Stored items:
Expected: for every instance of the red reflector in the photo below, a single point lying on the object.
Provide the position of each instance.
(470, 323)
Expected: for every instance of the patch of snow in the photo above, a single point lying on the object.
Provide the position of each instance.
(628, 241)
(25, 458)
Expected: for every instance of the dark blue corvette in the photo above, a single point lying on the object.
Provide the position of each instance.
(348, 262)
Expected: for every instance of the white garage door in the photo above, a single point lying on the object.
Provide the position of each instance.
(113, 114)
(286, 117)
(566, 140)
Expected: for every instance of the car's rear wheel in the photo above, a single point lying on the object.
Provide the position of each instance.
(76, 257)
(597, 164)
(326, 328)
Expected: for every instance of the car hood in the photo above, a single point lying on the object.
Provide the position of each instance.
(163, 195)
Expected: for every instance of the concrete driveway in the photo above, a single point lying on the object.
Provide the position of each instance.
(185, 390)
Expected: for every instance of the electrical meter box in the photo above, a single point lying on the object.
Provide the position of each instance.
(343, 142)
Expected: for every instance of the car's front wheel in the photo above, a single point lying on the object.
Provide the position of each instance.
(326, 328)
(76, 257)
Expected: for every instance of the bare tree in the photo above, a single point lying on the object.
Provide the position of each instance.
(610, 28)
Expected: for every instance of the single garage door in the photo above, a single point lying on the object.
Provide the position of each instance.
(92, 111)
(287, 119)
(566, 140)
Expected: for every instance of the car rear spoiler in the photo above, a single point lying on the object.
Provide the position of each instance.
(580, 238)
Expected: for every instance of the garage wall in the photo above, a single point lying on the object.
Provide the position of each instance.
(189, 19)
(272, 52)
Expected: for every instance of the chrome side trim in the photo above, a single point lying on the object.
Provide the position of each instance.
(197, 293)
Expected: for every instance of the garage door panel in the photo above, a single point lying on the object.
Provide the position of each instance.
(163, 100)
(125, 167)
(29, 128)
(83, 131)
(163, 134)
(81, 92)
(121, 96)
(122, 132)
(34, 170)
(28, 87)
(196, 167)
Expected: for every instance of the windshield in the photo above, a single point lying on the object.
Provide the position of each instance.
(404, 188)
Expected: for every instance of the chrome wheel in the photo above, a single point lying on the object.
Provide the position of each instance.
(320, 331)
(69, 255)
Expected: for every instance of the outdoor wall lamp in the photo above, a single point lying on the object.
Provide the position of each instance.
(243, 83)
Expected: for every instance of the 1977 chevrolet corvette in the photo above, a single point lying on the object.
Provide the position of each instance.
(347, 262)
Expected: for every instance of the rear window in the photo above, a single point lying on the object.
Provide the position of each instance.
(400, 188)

**Goal of the exercise**
All the lines above should appear again in the answer, exactly as written.

**Problem solution**
Expected: for every instance of the red reflector in the photo below, a single point lying on the object.
Provide the position of each instance.
(470, 323)
Expected: for every instance of the patch of snow in the photo above, a single point lying on the object.
Provide the position of each instance.
(628, 241)
(25, 458)
Expected: for every instance of the dark blue corvette in the photo above, a single point lying on the object.
Provide the position of each instance.
(348, 262)
Expected: for every instance of the white garage door in the photo above, a single point lying on the object.
Provide the position of each instance.
(113, 114)
(286, 117)
(566, 140)
Expected: for every instance of the car's rear wheel in the photo above, a single point lying on the object.
Provide the position of each instance.
(76, 257)
(597, 164)
(326, 328)
Expected: for every instance of the car hood in the photo above, a single point lying on the object.
Provide the position of each instance.
(163, 195)
Expected: for every instance of the concrete driveway in the photo above, a single point lying on the object.
Provide the position of each instance.
(185, 390)
Expected: for every instance of the electrical meter box in the photo above, a single point lying on the object.
Provide the position of each instance.
(343, 142)
Expected: for every instance of the car's front wheel in the photo above, a single point lying on the object.
Provide the position of each instance.
(326, 328)
(76, 257)
Expected: for every instance of the bare tree in the photo above, a single point lying on the object.
Provide the position of each instance.
(610, 28)
Expected: for every instance of the single garage door in the photo above, a single point lying on the object.
Provide the position of each instance.
(92, 111)
(287, 119)
(566, 140)
Expected: for every instance of the car rear spoiler in the photo above, a single point lying on the object.
Provide the position of each instance.
(580, 238)
Expected: for every instance of the garage wall in the photo above, a single point lying on the object.
Provide the position of each instance.
(189, 19)
(272, 52)
Expected: for every instance of the chrome side trim in the photo above, a single point lying on the object.
Provide the position of each instance.
(197, 293)
Expected: for every instance of the garage door panel in the photo above, a single point lying on the object.
Provide the position of each instance.
(163, 100)
(125, 167)
(29, 128)
(83, 131)
(163, 134)
(81, 92)
(121, 96)
(122, 132)
(34, 170)
(28, 87)
(196, 167)
Expected: for every instance of the windshield in the photo above, a single point lying on the object.
Provide the position of each instance.
(404, 188)
Expected: for every instance of the chrome wheel in the photo above, a single point lying on the object.
Provide the position of each instance.
(320, 331)
(69, 255)
Expected: for every instance of the outdoor wall lamp in the photo above, a single point lying on the object.
Provide the position of each instance.
(243, 83)
Expected: for every instance of the 1977 chevrolet corvette in the photo above, a single point lying on the object.
Provide the position of each instance.
(347, 262)
Expected: for every instance of the rear window in the photo above, a single point lying on the object.
Provide the position of each instance.
(400, 188)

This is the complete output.